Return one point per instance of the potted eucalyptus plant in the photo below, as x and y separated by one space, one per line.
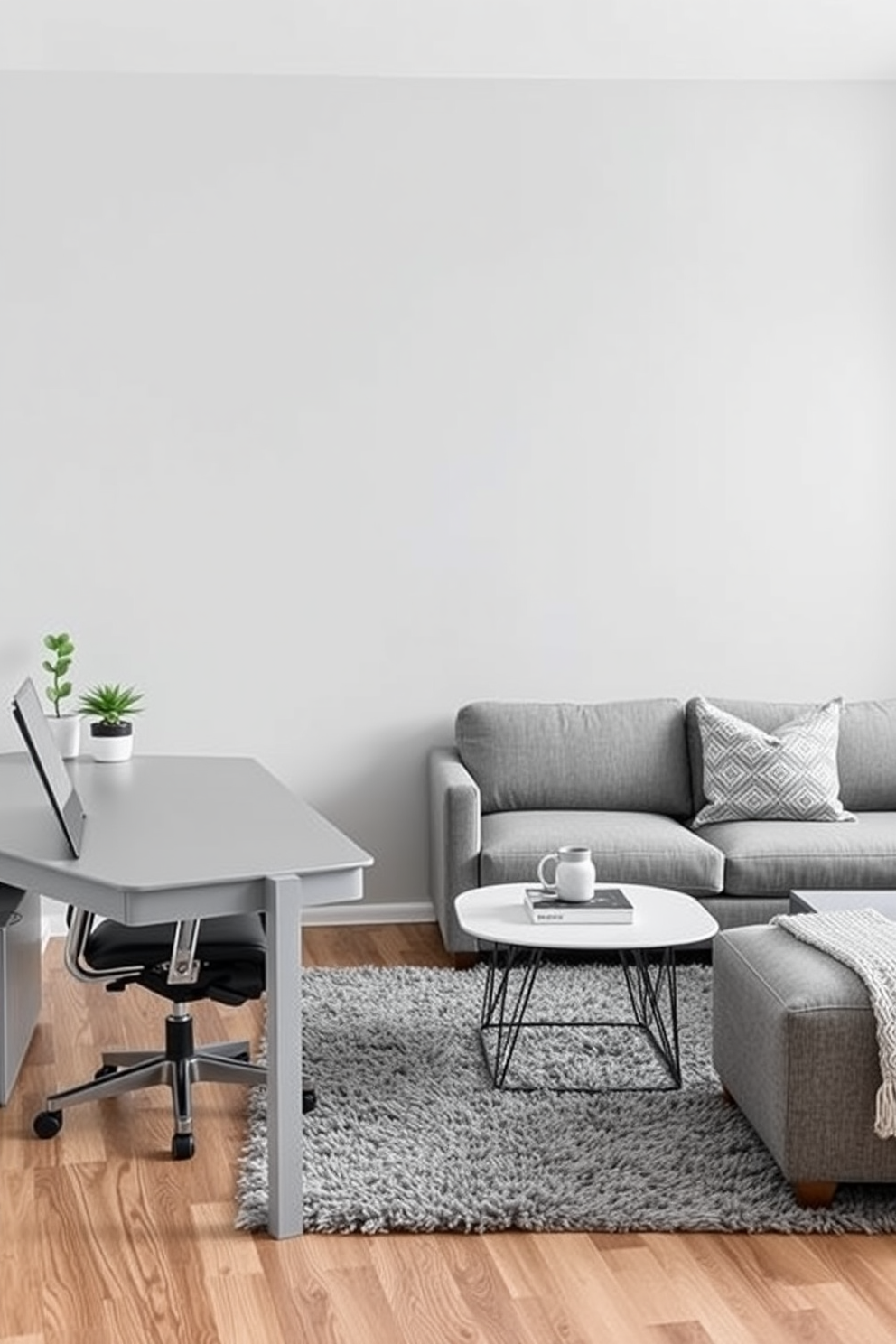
110 707
65 727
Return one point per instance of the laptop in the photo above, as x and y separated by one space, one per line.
49 763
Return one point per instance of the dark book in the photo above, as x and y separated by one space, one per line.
607 905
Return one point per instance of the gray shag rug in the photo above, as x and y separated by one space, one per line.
410 1134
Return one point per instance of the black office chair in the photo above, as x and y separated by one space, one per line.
219 958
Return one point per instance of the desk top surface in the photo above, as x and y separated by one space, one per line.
160 823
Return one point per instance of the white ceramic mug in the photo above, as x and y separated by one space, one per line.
574 873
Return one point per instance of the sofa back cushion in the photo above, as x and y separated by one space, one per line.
629 756
865 754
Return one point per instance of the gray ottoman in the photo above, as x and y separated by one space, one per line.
796 1047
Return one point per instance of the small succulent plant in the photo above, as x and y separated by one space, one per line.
110 703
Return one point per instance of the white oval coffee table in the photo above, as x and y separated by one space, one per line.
662 921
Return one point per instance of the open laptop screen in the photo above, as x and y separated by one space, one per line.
51 768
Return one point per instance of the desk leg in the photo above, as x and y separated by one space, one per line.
284 1057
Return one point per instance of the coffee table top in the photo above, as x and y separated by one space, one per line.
662 919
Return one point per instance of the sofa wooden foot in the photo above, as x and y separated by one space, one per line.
815 1194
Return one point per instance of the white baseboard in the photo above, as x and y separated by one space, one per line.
52 919
375 911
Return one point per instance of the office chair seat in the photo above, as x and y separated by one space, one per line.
230 956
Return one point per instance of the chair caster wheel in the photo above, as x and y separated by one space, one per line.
47 1124
183 1147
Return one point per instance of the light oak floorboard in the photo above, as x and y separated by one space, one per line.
102 1238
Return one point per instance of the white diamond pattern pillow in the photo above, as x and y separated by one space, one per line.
789 774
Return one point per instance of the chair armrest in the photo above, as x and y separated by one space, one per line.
455 839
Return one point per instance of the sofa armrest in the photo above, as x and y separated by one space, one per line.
455 839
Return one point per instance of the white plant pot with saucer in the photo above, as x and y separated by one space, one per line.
65 730
112 741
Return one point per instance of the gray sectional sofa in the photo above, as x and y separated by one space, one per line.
626 779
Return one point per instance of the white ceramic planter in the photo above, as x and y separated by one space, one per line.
112 741
66 733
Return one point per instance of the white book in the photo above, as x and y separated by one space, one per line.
607 905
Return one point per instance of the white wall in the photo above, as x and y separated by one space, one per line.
330 405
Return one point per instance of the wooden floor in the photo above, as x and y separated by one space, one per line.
104 1239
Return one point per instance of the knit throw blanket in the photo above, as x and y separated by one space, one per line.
865 941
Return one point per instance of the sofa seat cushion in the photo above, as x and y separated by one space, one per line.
771 858
626 847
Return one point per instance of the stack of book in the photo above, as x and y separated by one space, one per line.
607 905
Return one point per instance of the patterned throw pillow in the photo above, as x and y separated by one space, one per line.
789 774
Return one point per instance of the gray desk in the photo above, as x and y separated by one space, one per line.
179 837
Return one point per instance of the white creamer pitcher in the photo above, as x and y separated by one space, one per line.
573 875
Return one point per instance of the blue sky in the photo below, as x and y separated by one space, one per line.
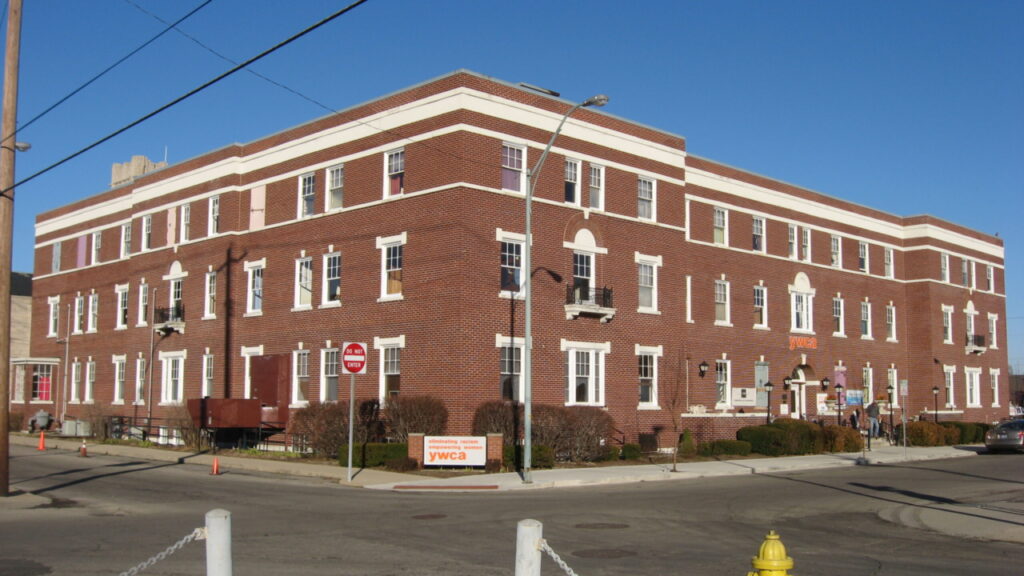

┄┄┄┄┄┄┄┄┄┄┄┄┄┄┄┄┄┄┄┄

— AIM —
Revise all of the rows above so that every "one point per instance" reads "a single point for each instance", leaving every other word and answer unchanged. Omit the pictures from your answer.

— RESULT —
Return a single point for each instance of the potted eucalyptus plant in the photo below, as x and y separated by one space, one per line.
110 707
65 727
Return a single point for each instance of the laptop in the photo above, as x and y separated by one space, one per line.
49 763
Return a single point for each instance of the dark book in the photo above, as x and y separated by one space, one per line.
607 905
Return a single point for each instance of the gray shag rug in the photo above, as x and y separated by one space, one per line.
410 1134
Return a single point for each instance of the black office chair in the photo above, as x and y separated by one space, one per line.
219 958
Return a single point for each instance of the desk top surface in the photo above, as x and y separated by one space, one per line.
160 823
Return a single point for each instance of the white ceramic mug in the photo above, as x and y separated by one space, one per line.
574 873
Return a single point for each instance of the sofa back cushion in the photo above, as x and y separated by one space, one per line.
629 756
865 754
Return a single point for each instance of the gray ottoman in the photo above, as x and y separated by one space, one per line.
796 1047
Return a single point for each instance of the small succulent plant in the photo above, as x and y separated by one space, one per line.
110 703
Return a single point for each instance of the white oval coffee table in the photo above, as x and y separated by one space, one per line.
662 921
Return a single point for each instance of the open laptop screen in the photo above, as x and y separated by one space, one per line.
51 768
Return a single point for each instance of the desk leg in the photo above, as x and y separated by one space, one per line.
284 1057
Return a single point for each instance of the coffee table top in the photo above, as x and y separated by one space, one per line.
662 919
Return a single point for each instance of the sofa wooden foot in the photo above, as x and y separated by one space, one per line.
815 1194
Return a single point for each instance of the white baseboard in the photo above, as x and y separated by one space, one per line.
52 919
375 911
Return a single point for each instance of the office chair seat in the photo above, as x and y separated by one space, one per line.
230 956
Return a single point for each instance of the chair caster wheel in the photo above, as x and y separated by one space, one per line.
47 1124
183 1147
Return a single point for each instance of the light oak floorboard in the photo above, as x and y separated by one space, one per line.
102 1238
Return a single point for each instance of the white diamond pattern pillow in the photo above, as x and y separated by one space, one per line.
789 774
Return a single point for each instance of the chair armrest in the photo above, as x and y separated by one space, one per line.
455 839
Return a single point for each instance of the sofa armrest in the photo above, as x and y separated by one space, one per line.
455 839
Return a single point for each instance of the white plant pot with saucer in the photo above, as x and y separated by one space, one per line.
65 730
112 741
Return a single point for each instance of the gray sectional sofa in the photo above, as x and y separated by one space, one per line.
626 779
Return a single point for each instance of the white ceramic planter in the photo above, as x and y separated by one space, one per line.
112 741
66 733
Return a single point for each instance of the white book in the photo above, as x and y separated by one space, one per line.
607 905
Return a single point for each instance of the white wall in the photo above, as x and y separated by one space, one per line.
330 405
Return a single point for each instance of the wooden floor in the photo above, as x and y separated by one space, one per line.
104 1239
Return a single point for each instance of the knit throw blanket in the photo above, as x and y separated by one space, one per line.
865 941
Return a single point for each instance of the sofa seat cushion in the photo above, as x and y separated by one space, one per line.
771 858
626 847
Return a single point for each instance of the stack of book in the photo above, as x and y separated by one space, one per line.
607 905
Return a single point for each instance of the patterned throw pillow in the photo above, as x and y separated by one space, one per line.
789 774
Return a single point for each instance of the gray desk in the photo above, as x and y separated by one space, one per line.
179 837
Return a single point for each instance of the white creamer pitcher in the photo above, as x and y separated by one space, one per line.
573 875
Return a single point for each instance of the blue sky in the photo below, as x and y separated by one space, one per line.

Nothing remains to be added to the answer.